--- begin ---

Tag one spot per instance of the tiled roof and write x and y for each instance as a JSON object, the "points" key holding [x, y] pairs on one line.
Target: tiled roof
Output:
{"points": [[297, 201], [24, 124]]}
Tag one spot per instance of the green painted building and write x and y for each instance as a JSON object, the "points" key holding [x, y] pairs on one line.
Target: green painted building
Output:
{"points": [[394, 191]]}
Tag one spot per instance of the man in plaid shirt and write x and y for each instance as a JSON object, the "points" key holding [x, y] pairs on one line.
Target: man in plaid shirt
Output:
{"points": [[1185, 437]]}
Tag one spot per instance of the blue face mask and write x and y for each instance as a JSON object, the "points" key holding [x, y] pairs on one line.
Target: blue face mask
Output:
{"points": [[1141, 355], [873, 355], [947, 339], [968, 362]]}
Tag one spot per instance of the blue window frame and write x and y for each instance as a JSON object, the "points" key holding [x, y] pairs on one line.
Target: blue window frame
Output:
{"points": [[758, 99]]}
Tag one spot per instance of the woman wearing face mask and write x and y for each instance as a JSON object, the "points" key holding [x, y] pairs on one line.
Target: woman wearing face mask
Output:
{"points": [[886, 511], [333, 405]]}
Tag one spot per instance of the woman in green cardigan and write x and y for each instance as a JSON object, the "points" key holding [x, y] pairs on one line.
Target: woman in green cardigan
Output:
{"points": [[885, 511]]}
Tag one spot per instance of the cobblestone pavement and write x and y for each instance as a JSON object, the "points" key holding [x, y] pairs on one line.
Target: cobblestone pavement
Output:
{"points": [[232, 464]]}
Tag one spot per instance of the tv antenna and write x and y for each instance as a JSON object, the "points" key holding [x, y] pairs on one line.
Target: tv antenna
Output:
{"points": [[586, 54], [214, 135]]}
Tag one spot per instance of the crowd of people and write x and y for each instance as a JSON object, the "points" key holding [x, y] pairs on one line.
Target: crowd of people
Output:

--- end ---

(SHORT PROBLEM):
Print out all the entries precisely as written.

(EXERCISE SOLUTION):
Tag one spot per instance of the tiled roof and write x and y for each instance as a JSON object, the "points" key holding [x, y] pairs on one line.
Target: tiled roof
Output:
{"points": [[297, 201], [24, 124]]}
Tag one spot per instance of the green painted building and write x and y for each instance as a JSON object, the "points" key holding [x, y] pairs on one line.
Target: green painted building
Output:
{"points": [[394, 191]]}
Tag one spot per instance of the man in plaid shirt and write x and y for each instance as a JSON object, the "points" key holding [x, y] pairs on one line.
Target: man in plaid shirt
Output:
{"points": [[1185, 437]]}
Tag one spot per instance of the blue face mask and write x and y for each instance as a JSON object, the "points" key holding [x, y] pairs on one line.
Target: blue face mask
Output:
{"points": [[1141, 355], [873, 355], [947, 339], [968, 362]]}
Tag one spot per instance of the blue window frame and write x and y for each instance as a JSON object, the "points" key holding [x, y] pairs on one line.
Target: blue window frame
Output:
{"points": [[758, 99]]}
Tag one spot per instance of the woman wearing face mask and write x and y for each instance as a JSON object, the "points" key holding [x, y] pairs on one line.
Target: woman wearing face mask
Output:
{"points": [[886, 511], [333, 405]]}
Tag one spot per instance of the woman in green cardigan and write x and y for each instance as a JSON object, the "points" key holding [x, y] pairs on one line.
Target: woman in green cardigan
Output:
{"points": [[885, 511]]}
Tag one spot per instance of the cobblestone pavement and write x and y for each instance as a JSON object, the "points" key holding [x, y] pairs on one line.
Target: cobblestone pavement
Output:
{"points": [[232, 464]]}
Tag one spot per instance of the tv antenna and write x and y for each instance as a JSON object, the "points" key holding [x, y] pairs on one line.
Target: tv antenna
Output:
{"points": [[586, 54], [214, 135]]}
Tag one spot per instance of the crowd of people and write x and y for each instance as a JSON object, the "points" key holding [x, y] pairs on one line.
Target: crowd of people
Output:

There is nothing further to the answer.